** start **

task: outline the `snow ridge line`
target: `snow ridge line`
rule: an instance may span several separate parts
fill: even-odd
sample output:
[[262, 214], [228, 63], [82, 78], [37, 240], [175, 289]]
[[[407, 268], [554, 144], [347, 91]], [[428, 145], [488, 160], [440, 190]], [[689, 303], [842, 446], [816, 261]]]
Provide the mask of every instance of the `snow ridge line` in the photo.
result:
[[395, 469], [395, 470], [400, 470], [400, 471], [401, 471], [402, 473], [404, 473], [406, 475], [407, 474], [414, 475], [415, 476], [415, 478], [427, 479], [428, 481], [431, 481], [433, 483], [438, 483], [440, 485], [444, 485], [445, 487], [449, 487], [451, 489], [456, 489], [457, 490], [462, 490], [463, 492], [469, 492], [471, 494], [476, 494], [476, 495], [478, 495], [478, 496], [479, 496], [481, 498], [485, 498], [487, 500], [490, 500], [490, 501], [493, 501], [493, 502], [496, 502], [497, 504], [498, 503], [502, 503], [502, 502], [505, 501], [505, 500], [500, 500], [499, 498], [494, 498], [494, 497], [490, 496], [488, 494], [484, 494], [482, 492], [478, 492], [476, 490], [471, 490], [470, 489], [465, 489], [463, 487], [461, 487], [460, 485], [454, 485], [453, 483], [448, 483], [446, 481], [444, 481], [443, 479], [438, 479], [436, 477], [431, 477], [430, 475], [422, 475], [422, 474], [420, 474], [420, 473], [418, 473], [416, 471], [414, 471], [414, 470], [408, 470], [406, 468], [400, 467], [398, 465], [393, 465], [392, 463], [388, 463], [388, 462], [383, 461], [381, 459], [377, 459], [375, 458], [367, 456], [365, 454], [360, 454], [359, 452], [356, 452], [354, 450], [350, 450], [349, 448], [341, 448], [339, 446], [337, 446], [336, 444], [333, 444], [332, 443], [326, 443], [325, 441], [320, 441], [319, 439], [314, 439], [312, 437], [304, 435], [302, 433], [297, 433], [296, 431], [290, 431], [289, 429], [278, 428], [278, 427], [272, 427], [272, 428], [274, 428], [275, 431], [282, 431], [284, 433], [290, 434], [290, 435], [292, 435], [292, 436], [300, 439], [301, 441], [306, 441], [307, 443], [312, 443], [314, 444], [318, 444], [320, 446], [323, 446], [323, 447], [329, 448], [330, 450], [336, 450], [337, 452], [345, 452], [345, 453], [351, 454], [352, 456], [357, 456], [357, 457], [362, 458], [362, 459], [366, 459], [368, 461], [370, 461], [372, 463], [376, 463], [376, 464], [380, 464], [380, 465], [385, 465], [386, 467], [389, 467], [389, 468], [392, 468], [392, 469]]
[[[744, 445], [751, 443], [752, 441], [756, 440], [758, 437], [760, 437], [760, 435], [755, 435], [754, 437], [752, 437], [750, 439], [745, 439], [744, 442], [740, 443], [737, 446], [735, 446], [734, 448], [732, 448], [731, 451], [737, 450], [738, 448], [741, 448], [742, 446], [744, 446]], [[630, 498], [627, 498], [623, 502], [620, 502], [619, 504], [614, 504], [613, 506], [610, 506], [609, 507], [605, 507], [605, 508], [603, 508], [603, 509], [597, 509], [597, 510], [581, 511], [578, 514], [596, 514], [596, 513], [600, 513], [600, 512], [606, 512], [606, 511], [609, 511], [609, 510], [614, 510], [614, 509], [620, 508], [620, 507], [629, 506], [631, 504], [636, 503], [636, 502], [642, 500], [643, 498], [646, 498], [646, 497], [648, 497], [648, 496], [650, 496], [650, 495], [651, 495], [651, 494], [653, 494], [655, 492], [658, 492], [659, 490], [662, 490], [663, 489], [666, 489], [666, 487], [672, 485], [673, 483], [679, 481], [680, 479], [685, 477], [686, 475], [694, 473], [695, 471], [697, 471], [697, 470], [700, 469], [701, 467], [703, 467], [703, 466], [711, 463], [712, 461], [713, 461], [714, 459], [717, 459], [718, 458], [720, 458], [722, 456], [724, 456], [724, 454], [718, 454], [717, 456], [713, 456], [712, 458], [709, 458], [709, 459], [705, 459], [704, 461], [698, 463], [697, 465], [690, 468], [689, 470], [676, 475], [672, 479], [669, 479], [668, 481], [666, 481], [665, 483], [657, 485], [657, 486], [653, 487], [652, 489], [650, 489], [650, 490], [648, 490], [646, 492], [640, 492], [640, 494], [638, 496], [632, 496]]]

** end **

**TASK GOAL:** Write out the data from its first line through the line containing "446], [816, 261]]]", inclusive, switching every "snow ridge line" to "cliff edge" and leaving all else unchanged.

**OUTPUT FOR THIS TASK:**
task: outline the `cliff edge`
target: `cliff edge`
rule: an instance may span several separate parts
fill: even-odd
sample output:
[[262, 214], [228, 63], [82, 78], [37, 240], [175, 289]]
[[[407, 268], [554, 144], [347, 91]], [[428, 145], [488, 160], [440, 190]], [[689, 303], [842, 446], [816, 261]]]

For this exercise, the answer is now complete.